SELECTED EXCERPT |

I prefer it to Zero Mission, so I'd say very well. It's a second tier metroidvania game for me, along with Aria of Sorrow and Hollow Knight.

Zero mission is just so easy tho. And the bosses are honestly the worst in the series. No strategy involved whatsoever.

ZM is absolutely linear too.

It was the last metroid I played before SR.

The stealth section in ZM takes all of 20 minutes if you're playing super slow, so anyone complaining about it is just shitposting.

I actually played both and enjoy both. So fuck you too.

so, how does samus returns hold up as a sequel to zero mission?

I personally like it, but literally I am in my first year of Metroid gaming (actually bought a copy of Zero Mission for 30 bucks phyiscal fag here) but I also know because of this is my first year. and Samus Returns is so fresh in my head, I may not be thinking clearly.

I might have to wait a couple of months and play Samus returns again before I make an official decision

It has a lot less to work with.
Return of Samus isn't a bad Gameboy game, but it's probably the weakest first party game on the system.

I'm enjoying it quite a bit. Only other Metroid game I really got into was Super. I am currently getting murdered by big digger nigger though and want to get off his wild ride

Samus Returns
>not easy
>better boss fights
>not short
>no shitty stealth segment
>better final boss
>doesn't give you everything at the end of the game

Niggernaught

Mario Land 1 is easily a hundred times worse than Metroid 2.

It's solid but still is a Metroid 2 remake and retains a lot of the flaws of the original. It improves in some areas but also introduces new problems, like the melee counter trivializing most of the normal enemies. Overall I really liked it, and I hope it does well enough to warrant Mercury Steam and Nintendo making an entirely new Metroid free from the baggage of a gameboy game.

ZM is the most non-linear game in the series next to Super and the original.

In what way? The game literally showed me where to go after every completed section, and you are gated from new areas by ability upgrades.

It's definitely more linear than Super, but the ZM devs accounted for sequence breaking. You can get super missiles early, kill Ridley before Kraid, etc.

> you can do some relatively minor sequence breaking in a 3-4 hour game

Doesn't even matter if you aren't planning to get autistic about it. Still can't skip the boss door, stealth section, most of the structure of the game is the same.

You want to talk about non-linearity? Look at something like ALTTP. Metroid does nothing impressive with the concept, stop acting like it's some vital component of the franchise.

>Zero Mission the best in the series

No fucking way, I'd say Prime, Super, and Fusion are all better than Zero Mission easily.

b-but muh speed runs

I think it did great, it lacked a "crazy" moment like ZM had with its stealth section, but The Ridley fight at the end made up for it, seeing the Metroid fight alongside you was incredibly satisfying and sad, especially when you know he dies in super... I hope if they remake Super one day, they give us an option to save him if we 100% the game.

EXERCISE |
From the Metroid discussion above, reproduce the passage that begins at the words "You want to" and stops after "100% the game.".

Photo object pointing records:
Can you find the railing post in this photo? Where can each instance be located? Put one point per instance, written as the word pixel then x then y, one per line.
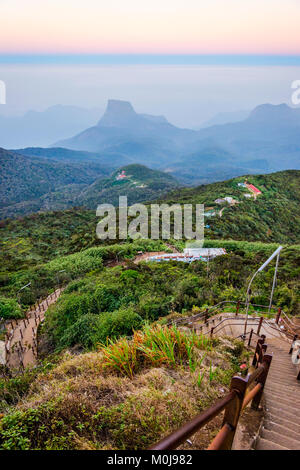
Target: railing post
pixel 233 409
pixel 250 337
pixel 262 380
pixel 259 325
pixel 292 347
pixel 278 315
pixel 206 316
pixel 259 344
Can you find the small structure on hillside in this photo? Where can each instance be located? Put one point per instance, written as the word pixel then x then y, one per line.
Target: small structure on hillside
pixel 121 175
pixel 254 190
pixel 229 199
pixel 189 255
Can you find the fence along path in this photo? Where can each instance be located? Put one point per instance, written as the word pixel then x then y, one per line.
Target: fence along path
pixel 281 425
pixel 21 336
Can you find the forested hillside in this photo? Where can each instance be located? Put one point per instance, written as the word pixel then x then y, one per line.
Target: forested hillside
pixel 29 184
pixel 273 216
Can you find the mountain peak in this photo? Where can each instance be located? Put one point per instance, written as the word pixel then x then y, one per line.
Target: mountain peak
pixel 271 111
pixel 117 114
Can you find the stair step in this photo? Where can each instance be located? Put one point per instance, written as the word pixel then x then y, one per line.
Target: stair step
pixel 282 430
pixel 283 414
pixel 279 439
pixel 285 388
pixel 282 398
pixel 283 422
pixel 294 410
pixel 274 400
pixel 282 380
pixel 264 444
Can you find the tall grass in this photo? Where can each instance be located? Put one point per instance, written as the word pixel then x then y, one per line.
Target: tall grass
pixel 153 346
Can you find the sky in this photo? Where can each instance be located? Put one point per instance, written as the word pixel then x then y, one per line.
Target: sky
pixel 185 59
pixel 150 27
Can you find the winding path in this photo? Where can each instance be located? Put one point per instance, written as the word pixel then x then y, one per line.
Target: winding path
pixel 21 336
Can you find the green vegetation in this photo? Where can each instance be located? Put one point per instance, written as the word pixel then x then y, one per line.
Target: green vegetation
pixel 45 277
pixel 29 184
pixel 273 217
pixel 9 308
pixel 139 184
pixel 115 301
pixel 88 402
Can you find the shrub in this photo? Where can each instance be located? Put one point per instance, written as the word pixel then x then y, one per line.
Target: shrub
pixel 9 308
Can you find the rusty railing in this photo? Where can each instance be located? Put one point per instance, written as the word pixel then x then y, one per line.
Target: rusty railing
pixel 239 396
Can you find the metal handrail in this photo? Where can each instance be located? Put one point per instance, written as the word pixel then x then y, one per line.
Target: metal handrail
pixel 182 434
pixel 233 403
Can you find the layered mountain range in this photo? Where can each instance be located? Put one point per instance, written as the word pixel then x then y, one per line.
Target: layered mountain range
pixel 268 139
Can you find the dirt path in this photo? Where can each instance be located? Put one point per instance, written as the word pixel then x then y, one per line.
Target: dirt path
pixel 21 337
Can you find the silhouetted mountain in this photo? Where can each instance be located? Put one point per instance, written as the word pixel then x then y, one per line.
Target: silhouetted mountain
pixel 121 129
pixel 43 128
pixel 269 137
pixel 110 159
pixel 271 133
pixel 137 182
pixel 225 118
pixel 29 184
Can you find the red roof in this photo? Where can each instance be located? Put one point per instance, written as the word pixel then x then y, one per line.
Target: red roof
pixel 253 188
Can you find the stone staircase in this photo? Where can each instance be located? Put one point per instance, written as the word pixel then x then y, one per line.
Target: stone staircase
pixel 281 425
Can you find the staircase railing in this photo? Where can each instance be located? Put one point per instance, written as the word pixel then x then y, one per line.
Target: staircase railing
pixel 295 351
pixel 239 396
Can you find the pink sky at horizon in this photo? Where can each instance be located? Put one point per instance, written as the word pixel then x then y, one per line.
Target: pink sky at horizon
pixel 162 27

EXERCISE ANSWER |
You want to talk about non-linearity? Look at something like ALTTP. Metroid does nothing impressive with the concept, stop acting like it's some vital component of the franchise.

>Zero Mission the best in the series

No fucking way, I'd say Prime, Super, and Fusion are all better than Zero Mission easily.

b-but muh speed runs

I think it did great, it lacked a "crazy" moment like ZM had with its stealth section, but The Ridley fight at the end made up for it, seeing the Metroid fight alongside you was incredibly satisfying and sad, especially when you know he dies in super... I hope if they remake Super one day, they give us an option to save him if we 100% the game.